For immediate release: December 26, 2017 (17-175)
Contact: Sharon Moysiuk, Strategic Communications Office 360-549-6471
Public inquiries: Health Systems Customer Service 360-236-4700
State disciplines health care providers
OLYMPIA -- The Washington State Department of Health has taken disciplinary actions or withdrawn charges against health care providers in our state.
The department’s Health Systems Quality Assurance Division works with boards, commissions, and advisory committees to set licensing standards for more than 80 health care professions (e.g., medical doctors, nurses, counselors).
Information about health care providers is on the agency website. Click on “Look up a health care provider license” in the “How Do I?” section of the Department of Health website (doh.wa.gov). The site includes information about a health care provider’s license status, the expiration and renewal date of their credential, disciplinary actions and copies of legal documents issued after July 1998. This information is also available by calling 360-236-4700. Consumers who think a health care provider acted unprofessionally are encouraged to call and report their complaint.
In December 2017 the Ambulatory Surgery Facilities Program entered an agreement with Salmon Creek Plastic Surgery (FS60101710) that modifies its license to operate as an ambulatory surgical facility until it meets certain terms and conditions, including passing two announced inspections before September 2018. Salmon Creek must pay a $23,000 civil penalty, as well as $6,000 for inspection costs. Inspections in 2013, 2015, and 2017 identified a variety of deficiencies at the facility. Some deficiencies identified in 2017 were repeat findings.
In December 2017 the Counselor Program reinstated the agency-affiliated counselor credential of Aaron S. Glenn (CG60168506) and placed him on probation for at least three years. Glenn’s license was suspended in 2013 in connection with actions involving a suicidal patient.
In December 2017 the secretary of health ended probation for mental health counselor Sarah G. Kim (LH00007708).

- **What this exercise asks**:
1. Turn the paragraph of the press release that begins "Information about health care providers is on the agency website" into a short bulleted list that keeps its main facts.
2. Swap "probation" for "monitoring" in the press release, then write out the passage from "In December 2017 the Counselor" to "G. Kim (LH00007708)." with that change.

Referring expression data:
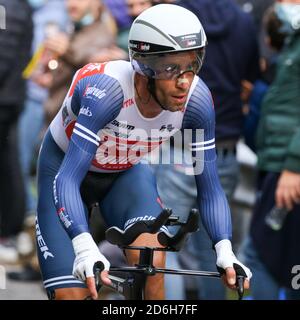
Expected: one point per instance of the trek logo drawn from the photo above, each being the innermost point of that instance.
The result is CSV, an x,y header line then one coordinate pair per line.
x,y
95,92
128,103
167,127
41,243
85,111
190,43
122,125
64,217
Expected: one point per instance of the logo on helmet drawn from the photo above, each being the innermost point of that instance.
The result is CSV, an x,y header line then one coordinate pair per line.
x,y
144,47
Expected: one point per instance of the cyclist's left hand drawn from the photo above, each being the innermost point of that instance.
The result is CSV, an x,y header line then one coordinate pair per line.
x,y
229,264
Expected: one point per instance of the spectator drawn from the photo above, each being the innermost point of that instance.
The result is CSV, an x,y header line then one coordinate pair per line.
x,y
93,40
16,39
272,254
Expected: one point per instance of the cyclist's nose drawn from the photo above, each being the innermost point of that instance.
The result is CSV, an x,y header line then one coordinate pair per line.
x,y
183,81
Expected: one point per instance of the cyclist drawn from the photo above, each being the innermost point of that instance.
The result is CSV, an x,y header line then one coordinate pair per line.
x,y
113,113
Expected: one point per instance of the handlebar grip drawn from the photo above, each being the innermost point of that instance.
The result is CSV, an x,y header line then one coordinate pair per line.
x,y
240,278
97,269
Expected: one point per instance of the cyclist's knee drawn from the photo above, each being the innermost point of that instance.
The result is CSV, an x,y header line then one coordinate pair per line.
x,y
68,294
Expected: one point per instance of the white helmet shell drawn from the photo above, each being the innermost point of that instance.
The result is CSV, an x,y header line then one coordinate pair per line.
x,y
165,28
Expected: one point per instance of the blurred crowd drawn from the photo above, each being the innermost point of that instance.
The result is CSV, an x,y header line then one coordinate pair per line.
x,y
252,67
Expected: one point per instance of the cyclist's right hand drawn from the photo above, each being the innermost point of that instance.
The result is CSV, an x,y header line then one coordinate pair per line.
x,y
229,266
86,255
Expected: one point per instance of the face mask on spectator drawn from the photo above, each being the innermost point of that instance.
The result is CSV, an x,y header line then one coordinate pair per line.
x,y
36,4
289,15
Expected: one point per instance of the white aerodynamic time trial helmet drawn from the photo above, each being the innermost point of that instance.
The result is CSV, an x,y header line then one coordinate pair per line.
x,y
162,30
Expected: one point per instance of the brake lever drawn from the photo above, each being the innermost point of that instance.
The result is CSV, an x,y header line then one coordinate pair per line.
x,y
240,286
98,268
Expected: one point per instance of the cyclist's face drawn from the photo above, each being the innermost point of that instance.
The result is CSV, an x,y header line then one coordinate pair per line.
x,y
173,93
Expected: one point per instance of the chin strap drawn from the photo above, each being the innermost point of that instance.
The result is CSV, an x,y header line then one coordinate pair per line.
x,y
151,89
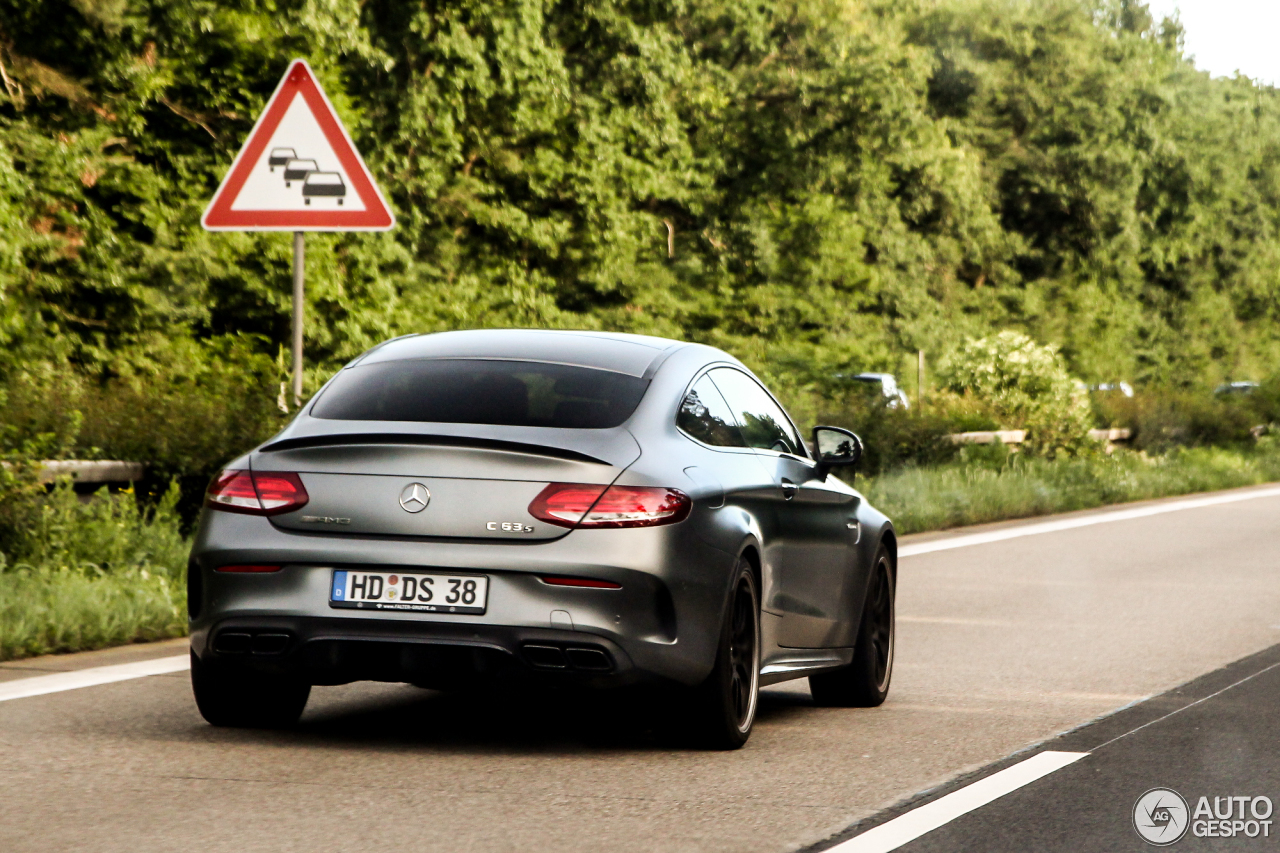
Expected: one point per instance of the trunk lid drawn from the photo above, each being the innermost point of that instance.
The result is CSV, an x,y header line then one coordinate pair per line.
x,y
438,486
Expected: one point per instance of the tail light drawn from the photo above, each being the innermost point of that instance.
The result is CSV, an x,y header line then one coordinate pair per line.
x,y
575,505
256,492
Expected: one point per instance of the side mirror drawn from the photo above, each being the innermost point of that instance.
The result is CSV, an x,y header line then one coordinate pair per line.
x,y
835,447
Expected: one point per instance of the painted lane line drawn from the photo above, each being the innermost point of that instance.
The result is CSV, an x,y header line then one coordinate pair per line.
x,y
59,682
931,816
1070,524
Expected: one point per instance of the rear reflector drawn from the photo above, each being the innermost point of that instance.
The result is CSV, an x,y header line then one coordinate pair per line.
x,y
581,582
256,492
575,505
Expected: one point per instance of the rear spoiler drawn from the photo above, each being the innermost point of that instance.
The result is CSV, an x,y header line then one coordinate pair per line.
x,y
434,441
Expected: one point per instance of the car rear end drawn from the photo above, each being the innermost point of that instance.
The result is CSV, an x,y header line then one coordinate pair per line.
x,y
501,541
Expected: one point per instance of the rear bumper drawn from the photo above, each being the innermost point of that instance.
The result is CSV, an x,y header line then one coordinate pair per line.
x,y
337,651
662,624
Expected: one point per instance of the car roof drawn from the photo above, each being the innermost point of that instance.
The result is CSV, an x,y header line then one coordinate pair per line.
x,y
627,354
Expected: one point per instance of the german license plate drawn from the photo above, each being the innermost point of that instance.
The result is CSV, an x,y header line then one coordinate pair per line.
x,y
435,593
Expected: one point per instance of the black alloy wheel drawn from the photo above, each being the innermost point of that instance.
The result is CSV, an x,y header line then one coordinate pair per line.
x,y
725,703
864,683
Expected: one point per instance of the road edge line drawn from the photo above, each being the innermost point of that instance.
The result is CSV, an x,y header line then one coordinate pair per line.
x,y
940,812
92,676
1070,524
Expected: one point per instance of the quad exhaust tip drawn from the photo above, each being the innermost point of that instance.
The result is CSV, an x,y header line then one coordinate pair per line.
x,y
251,643
553,657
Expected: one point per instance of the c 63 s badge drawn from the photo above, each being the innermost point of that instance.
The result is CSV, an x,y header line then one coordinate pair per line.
x,y
508,527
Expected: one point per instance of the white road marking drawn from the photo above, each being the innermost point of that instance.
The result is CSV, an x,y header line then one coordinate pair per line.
x,y
1070,524
59,682
931,816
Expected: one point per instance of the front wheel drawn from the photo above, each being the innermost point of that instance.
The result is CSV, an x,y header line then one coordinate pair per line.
x,y
243,699
864,683
725,703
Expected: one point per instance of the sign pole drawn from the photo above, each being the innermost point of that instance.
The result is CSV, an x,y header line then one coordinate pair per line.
x,y
298,170
298,264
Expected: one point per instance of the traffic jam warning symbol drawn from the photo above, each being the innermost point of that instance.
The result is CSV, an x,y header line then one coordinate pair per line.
x,y
298,169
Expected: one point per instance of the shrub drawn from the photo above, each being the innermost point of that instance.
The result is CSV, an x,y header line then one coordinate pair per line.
x,y
1024,386
892,437
1162,419
83,574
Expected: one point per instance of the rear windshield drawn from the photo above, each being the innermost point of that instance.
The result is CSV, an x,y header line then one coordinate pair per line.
x,y
476,391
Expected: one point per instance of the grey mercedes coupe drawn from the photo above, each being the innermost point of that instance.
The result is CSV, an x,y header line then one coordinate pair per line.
x,y
515,505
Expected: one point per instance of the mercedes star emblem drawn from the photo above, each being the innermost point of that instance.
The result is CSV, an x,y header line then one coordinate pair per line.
x,y
415,497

- **Solutions to the tasks**:
1.
- Information about health care providers is on the Department of Health website (doh.wa.gov). Click "Look up a health care provider license" in the "How Do I?" section.
- The site shows a provider's license status, the expiration and renewal date of their credential, disciplinary actions, and copies of legal documents issued after July 1998.
- The same information is available by calling 360-236-4700.
- Consumers who think a provider acted unprofessionally are encouraged to call and report their complaint.

2.
In December 2017 the Counselor Program reinstated the agency-affiliated counselor credential of Aaron S. Glenn (CG60168506) and placed him on monitoring for at least three years. Glenn’s license was suspended in 2013 in connection with actions involving a suicidal patient.
In December 2017 the secretary of health ended monitoring for mental health counselor Sarah G. Kim (LH00007708).